==== READING TEXT

Maternal Plasma Docosahexaenoic Acid (DHA) Concentrations Increase at the Critical Time of Neural Tube Closure

 

Barbara J Meyer (University of Wollongong, Australia)

Dilys J Freeman (University of Glasgow, UK)

 

Docosahexaenoic acid (DHA) and polyunsaturated fatty acid (PUFA) metabolism

DHA is an omega-3 long chain polyunsaturated fatty acid (n-3 LCPUFA) containing 22 carbons and 6 carbon to carbon double bonds denoted as 22:6n-3. It is an n-3 fatty acid because the first carbon to carbon double bond is on the third carbon from the methyl end of the fatty acid chain: hence the terminology n minus 3 (n-3) because you need to count backwards from the methyl end.

We can synthesise most fatty acids ourselves, but there are two essential fatty acids we must obtain from our diet and they are linoleic acid (LA, 18:2n-6) and alpha-linolenic acid (ALA, 18:3n-3). Dietary sources of LA include polyunsaturated margarines/spreads/oils like safflower oil, whereas canola margarine/spreads/oil and walnuts are rich sources of ALA [1]. Processed foods like snack and takeaway foods contain both LA and ALA [1].

Human beings can synthesise DHA from ALA via a series of elongation and desaturation steps (see figure 1). ALA is converted to stearidonic acid (18:4n-3) by the enzyme delta-6 desaturase. The conversion of LA to gamma-linolenic acid (18:3n-6) also uses delta-6 desaturase and given that we consume at least 8 times more LA than ALA in our diets [2], we have no problems synthesising the n-6 PUFA long chain arachidonic acid (ARA; 20:4n-6) and docosapentaenoic acid (DPA; 22:5n-6) but conversion of ALA right through to DHA is questionable. Women can produce more DHA from ALA than men [3].

========

■ **PROBLEMS AND TASKS**
1 - Return the DHA text from "Barbara J Meyer" to "the methyl end.", word for word.
2 - In the DHA text, which enzyme converts alpha-linolenic acid to stearidonic acid?
3 - Continue the DHA text after its last sentence.

==== DATA PROVIDED

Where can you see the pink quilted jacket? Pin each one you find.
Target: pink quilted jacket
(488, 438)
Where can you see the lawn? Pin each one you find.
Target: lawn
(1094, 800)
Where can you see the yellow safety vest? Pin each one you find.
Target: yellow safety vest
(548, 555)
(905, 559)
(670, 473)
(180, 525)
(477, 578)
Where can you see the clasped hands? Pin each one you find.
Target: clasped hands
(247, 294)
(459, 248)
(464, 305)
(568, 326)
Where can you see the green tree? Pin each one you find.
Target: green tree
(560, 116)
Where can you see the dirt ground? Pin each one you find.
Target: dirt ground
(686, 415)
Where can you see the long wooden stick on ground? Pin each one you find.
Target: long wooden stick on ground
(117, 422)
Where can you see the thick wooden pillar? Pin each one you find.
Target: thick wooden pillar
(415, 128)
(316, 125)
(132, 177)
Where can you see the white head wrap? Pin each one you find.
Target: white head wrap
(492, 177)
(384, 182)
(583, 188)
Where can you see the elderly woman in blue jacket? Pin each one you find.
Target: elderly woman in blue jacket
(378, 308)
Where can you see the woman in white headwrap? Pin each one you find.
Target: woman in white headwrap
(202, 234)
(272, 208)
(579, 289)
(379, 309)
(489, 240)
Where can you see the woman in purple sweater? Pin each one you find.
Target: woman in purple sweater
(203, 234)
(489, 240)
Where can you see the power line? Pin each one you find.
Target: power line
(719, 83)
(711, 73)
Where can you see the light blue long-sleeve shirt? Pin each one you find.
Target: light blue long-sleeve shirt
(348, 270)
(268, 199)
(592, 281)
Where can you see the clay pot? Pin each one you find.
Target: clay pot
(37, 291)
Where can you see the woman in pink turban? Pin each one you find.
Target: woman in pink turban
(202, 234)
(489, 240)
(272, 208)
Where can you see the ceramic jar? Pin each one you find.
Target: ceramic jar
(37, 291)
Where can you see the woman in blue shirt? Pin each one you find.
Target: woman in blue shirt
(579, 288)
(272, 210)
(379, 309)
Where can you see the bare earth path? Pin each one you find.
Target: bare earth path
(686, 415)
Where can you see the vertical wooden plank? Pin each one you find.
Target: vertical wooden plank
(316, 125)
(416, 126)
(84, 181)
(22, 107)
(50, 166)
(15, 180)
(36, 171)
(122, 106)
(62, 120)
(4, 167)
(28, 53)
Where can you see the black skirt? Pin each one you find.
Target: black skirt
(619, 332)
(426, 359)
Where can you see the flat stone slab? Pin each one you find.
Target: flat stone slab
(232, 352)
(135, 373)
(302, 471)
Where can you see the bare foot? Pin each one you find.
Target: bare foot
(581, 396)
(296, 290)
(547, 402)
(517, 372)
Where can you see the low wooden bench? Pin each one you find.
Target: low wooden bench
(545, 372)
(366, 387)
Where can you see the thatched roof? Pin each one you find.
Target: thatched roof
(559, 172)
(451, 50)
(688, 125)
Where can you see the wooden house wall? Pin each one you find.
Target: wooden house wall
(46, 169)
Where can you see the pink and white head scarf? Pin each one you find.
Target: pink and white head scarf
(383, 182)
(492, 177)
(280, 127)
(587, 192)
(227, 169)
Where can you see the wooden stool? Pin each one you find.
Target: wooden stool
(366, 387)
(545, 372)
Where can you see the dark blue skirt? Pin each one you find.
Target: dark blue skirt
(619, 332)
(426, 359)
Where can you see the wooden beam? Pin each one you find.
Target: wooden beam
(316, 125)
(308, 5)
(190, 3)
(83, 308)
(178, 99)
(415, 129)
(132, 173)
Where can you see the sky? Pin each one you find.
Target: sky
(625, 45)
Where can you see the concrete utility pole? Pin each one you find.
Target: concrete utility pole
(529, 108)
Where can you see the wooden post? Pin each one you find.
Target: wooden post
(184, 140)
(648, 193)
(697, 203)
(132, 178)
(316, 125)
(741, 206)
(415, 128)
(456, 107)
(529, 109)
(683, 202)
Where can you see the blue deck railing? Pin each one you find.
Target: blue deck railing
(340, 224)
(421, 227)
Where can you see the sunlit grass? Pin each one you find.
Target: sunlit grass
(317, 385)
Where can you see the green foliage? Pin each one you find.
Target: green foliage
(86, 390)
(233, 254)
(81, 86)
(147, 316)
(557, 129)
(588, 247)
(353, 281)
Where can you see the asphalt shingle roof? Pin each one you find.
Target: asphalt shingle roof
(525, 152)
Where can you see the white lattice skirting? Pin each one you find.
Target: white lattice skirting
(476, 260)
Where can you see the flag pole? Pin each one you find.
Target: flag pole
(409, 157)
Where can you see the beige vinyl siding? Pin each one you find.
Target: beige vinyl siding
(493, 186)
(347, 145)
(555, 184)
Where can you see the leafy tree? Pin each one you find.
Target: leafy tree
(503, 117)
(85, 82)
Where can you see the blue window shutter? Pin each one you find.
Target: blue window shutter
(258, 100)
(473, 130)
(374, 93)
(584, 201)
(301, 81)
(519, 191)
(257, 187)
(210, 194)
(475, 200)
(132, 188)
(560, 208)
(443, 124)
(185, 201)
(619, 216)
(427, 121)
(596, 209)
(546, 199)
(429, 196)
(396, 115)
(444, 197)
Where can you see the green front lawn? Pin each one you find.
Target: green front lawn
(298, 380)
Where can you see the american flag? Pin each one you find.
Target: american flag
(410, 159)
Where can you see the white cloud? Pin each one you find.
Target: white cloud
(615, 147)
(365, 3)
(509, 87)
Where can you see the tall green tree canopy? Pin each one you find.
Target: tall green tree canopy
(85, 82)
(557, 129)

========

■ **RESPONSES BY TASK**
1 -
Barbara J Meyer (University of Wollongong, Australia)

Dilys J Freeman (University of Glasgow, UK)

 

Docosahexaenoic acid (DHA) and polyunsaturated fatty acid (PUFA) metabolism

DHA is an omega-3 long chain polyunsaturated fatty acid (n-3 LCPUFA) containing 22 carbons and 6 carbon to carbon double bonds denoted as 22:6n-3. It is an n-3 fatty acid because the first carbon to carbon double bond is on the third carbon from the methyl end of the fatty acid chain: hence the terminology n minus 3 (n-3) because you need to count backwards from the methyl end.

2 - Delta-6 desaturase.

3 -
We know that compared to healthy children, DHA levels are 30% lower in children with amino acid metabolism disorders [4] and this is because these children need to severely restrict their dietary protein intake thus limiting/excluding intake of fish/seafood, meat and eggs, all which are foods rich in DHA and ARA. These children do however consume the essential fatty acids LA and ALA from other foods in similar amounts to healthy children. The LA is converted to ARA and incorporated into tissues (e.g. erythrocytes) and the ARA levels do not differ from the healthy children [4]. This shows that the children with amino acid metabolism disorders have the necessary enzymes to elongate and desaturate LA to ARA through the n-6 pathway. However, these children have DHA levels that are 30% lower than the healthy children meaning they are not able to convert enough ALA to DHA through the n-3 pathway, and therefore DHA should be considered as a semi-essential nutrient (a nutrient that cannot be synthesised in optimal amounts).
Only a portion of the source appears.